Records excerpted from a collection:
#####
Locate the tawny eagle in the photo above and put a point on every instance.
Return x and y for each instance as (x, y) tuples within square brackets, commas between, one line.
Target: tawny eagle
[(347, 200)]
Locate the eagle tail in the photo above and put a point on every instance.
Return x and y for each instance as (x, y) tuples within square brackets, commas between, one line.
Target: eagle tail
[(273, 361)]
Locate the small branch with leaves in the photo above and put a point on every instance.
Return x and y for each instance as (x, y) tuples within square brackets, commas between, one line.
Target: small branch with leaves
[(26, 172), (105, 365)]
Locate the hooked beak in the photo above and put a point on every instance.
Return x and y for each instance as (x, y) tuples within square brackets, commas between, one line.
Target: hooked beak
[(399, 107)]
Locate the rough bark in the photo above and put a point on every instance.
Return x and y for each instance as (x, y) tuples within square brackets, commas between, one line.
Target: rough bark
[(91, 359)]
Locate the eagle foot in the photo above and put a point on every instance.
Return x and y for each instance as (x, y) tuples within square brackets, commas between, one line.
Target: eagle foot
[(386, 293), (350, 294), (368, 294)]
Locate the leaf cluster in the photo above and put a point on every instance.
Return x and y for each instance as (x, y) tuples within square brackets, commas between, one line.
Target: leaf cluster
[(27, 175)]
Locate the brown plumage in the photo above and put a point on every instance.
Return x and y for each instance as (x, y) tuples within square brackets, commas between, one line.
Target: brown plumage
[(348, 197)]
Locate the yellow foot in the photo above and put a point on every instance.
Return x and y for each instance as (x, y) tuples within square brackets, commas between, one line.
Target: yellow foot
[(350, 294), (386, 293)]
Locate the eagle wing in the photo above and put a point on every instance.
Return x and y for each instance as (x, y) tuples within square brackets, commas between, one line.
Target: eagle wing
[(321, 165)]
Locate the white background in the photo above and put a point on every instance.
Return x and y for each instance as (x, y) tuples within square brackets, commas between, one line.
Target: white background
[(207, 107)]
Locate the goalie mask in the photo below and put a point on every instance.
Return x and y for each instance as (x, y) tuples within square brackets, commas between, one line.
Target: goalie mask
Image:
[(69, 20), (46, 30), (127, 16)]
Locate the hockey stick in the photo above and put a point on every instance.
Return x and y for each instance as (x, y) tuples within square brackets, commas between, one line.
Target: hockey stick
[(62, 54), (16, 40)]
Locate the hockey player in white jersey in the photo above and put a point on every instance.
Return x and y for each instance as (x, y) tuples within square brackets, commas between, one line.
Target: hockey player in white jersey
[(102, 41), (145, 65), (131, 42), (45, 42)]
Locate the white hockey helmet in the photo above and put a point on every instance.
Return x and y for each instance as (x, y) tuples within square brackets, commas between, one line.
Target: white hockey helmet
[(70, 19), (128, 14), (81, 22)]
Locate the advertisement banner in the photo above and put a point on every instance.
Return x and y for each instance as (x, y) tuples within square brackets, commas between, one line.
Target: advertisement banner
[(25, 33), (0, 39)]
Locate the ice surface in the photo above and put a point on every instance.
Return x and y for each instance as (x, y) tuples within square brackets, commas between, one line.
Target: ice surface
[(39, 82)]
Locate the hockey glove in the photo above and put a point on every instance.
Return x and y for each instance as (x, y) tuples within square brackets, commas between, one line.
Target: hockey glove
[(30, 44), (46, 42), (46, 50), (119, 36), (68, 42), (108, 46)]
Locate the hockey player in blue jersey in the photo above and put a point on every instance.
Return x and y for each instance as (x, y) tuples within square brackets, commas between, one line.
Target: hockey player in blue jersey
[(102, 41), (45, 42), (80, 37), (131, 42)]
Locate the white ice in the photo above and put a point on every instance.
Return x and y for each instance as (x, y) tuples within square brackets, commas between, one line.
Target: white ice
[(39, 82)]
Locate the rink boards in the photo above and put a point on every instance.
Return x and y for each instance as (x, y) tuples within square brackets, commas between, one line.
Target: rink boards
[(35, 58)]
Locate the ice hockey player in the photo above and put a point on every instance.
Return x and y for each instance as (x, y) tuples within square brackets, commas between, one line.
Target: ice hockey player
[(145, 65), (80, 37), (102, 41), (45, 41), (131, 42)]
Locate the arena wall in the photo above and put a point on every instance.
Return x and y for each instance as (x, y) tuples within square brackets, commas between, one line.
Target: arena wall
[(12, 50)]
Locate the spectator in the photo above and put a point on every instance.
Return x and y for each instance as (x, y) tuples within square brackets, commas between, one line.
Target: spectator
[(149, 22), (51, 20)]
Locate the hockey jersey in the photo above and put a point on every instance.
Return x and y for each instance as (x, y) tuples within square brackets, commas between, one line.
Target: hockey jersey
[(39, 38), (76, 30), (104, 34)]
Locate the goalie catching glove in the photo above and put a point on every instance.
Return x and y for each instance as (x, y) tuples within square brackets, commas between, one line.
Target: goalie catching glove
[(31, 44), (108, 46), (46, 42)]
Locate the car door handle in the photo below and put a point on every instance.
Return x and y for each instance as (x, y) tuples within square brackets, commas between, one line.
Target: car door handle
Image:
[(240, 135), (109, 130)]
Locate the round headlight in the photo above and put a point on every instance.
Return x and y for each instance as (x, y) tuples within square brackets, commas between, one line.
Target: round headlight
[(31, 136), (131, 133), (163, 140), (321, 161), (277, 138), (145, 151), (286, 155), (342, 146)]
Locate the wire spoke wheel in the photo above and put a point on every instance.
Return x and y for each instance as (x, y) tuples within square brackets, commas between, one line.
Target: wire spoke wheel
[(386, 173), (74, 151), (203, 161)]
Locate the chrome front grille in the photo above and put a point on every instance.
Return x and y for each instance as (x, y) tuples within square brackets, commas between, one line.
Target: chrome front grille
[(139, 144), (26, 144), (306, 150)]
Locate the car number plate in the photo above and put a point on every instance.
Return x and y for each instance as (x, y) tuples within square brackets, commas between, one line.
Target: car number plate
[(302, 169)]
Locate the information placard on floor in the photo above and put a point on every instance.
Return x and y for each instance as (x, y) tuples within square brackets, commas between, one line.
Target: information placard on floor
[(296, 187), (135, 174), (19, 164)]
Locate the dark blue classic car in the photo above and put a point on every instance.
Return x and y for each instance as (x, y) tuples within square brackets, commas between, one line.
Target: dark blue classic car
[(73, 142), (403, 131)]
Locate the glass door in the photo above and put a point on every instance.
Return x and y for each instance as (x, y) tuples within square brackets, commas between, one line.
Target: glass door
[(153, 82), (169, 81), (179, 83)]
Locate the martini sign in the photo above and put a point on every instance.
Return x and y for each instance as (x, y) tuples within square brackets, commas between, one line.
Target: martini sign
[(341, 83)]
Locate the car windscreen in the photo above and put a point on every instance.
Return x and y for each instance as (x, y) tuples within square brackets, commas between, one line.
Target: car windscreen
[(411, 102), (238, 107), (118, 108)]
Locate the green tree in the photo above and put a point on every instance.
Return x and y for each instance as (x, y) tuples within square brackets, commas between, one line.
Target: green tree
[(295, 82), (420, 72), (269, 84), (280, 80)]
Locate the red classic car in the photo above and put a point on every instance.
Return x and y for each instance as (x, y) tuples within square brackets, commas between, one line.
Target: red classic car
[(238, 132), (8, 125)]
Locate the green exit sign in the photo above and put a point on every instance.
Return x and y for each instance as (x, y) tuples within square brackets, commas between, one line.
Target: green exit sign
#####
What is expected:
Return only the number of lines above in which the string "mask" occurs.

Task output:
2